* [Stated problem 1] Reproduce the stored data records that follow, line for line and without any change, covering every one of them.
━━━ Text block
# Need help with p1116 code



## vinchenco (Dec 9, 2010)

I had p0411 and p1116 code and I replaced my pre cat o2 sensor (sensor 1 blank 1)and check engine lamp goes off. After around 100 miles the lamp came on again and there is the same code p1116 and p0411 but this time i have also p0306. can anybody give mi some advise what is the problem and what i have to do? Thank you in advance!


----------



## O_o (Nov 12, 2009)

P0411: Check for a leak in one of the SAI hoses. Also check that the SAI pump, relay, and solenoid are working. 

P1116: indicates a wiring problem to the sensor you (probably unnecessarily) replaced. Probably a break. 

P0306: cylinder 6 (driver's side, nearest firewall) misfire. This might be caused by the SAI system leak, but I would expect random misfires instead of just one cylinder. Check the plug & wire.


----------



## vinchenco (Dec 9, 2010)

what is SAI? which wires i have to check for o2 sensor? where the other end of the wires going? i checked the joint between the sensor and the wires and looks OK


----------



## O_o (Nov 12, 2009)

SAI = Secondary Air Injection. There should be a small hose somewhere on your airbox that leads to it. Mine never had SAI, so I'm afraid I can't be more specific than that. 

You need a DMM or ohmmeter to check the wires for continuity from the sensor harness to the ECU. It's easy to break the wires changing the sensor or doing exhaust work. I'm afraid I no longer have any service manuals for this car, so I don't know the ECU pin-out. Maybe somebody else can help out?


----------
━━━━━━
* [Stated problem 2] Print the passage of the P1116 code thread between "P1116: indicates a" and "plug & wire.", inclusive, character for character.
━━━ Excerpted data
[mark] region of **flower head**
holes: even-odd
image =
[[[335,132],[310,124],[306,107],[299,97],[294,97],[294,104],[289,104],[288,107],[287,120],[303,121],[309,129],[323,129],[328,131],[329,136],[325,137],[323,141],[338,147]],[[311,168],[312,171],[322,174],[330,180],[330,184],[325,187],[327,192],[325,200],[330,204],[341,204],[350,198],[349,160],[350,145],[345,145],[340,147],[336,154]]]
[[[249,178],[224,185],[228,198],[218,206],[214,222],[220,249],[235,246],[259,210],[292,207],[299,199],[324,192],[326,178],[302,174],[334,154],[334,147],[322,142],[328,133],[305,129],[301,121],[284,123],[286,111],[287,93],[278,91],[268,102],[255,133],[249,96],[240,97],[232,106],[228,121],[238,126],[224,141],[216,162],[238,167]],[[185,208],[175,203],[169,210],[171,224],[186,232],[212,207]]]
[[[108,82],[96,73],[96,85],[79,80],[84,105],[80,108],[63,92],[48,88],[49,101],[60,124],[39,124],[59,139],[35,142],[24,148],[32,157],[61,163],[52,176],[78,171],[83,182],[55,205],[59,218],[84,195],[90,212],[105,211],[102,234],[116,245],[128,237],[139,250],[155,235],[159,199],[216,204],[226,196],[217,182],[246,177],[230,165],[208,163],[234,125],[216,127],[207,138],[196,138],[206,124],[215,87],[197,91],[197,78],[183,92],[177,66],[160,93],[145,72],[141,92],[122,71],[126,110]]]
━━━━━━
* [Response 1]
[mark] region of **flower head**
holes: even-odd
image =
[[[335,132],[310,124],[306,107],[299,97],[294,97],[294,104],[289,104],[288,107],[287,120],[303,121],[309,129],[323,129],[328,131],[329,136],[325,137],[323,141],[338,147]],[[311,168],[312,171],[322,174],[330,180],[330,184],[325,187],[327,192],[325,200],[330,204],[341,204],[350,198],[349,160],[350,145],[345,145],[340,147],[336,154]]]
[[[249,178],[224,185],[228,198],[218,206],[214,222],[220,249],[235,246],[259,210],[292,207],[299,199],[324,192],[326,178],[302,174],[334,154],[334,147],[322,142],[328,133],[305,129],[301,121],[284,123],[286,111],[287,93],[278,91],[268,102],[255,133],[249,96],[240,97],[232,106],[228,121],[238,126],[224,141],[216,162],[238,167]],[[185,208],[175,203],[169,210],[171,224],[186,232],[212,207]]]
[[[108,82],[96,73],[96,85],[79,80],[84,105],[80,108],[63,92],[48,88],[49,101],[60,124],[39,124],[59,139],[35,142],[24,148],[32,157],[61,163],[52,176],[78,171],[83,182],[55,205],[59,218],[84,195],[90,212],[105,211],[102,234],[116,245],[128,237],[139,250],[155,235],[159,199],[216,204],[226,196],[217,182],[246,177],[230,165],[208,163],[234,125],[216,127],[207,138],[196,138],[206,124],[215,87],[197,91],[197,78],[183,92],[177,66],[160,93],[145,72],[141,92],[122,71],[126,110]]]

* [Response 2]
P1116: indicates a wiring problem to the sensor you (probably unnecessarily) replaced. Probably a break. 

P0306: cylinder 6 (driver's side, nearest firewall) misfire. This might be caused by the SAI system leak, but I would expect random misfires instead of just one cylinder. Check the plug & wire.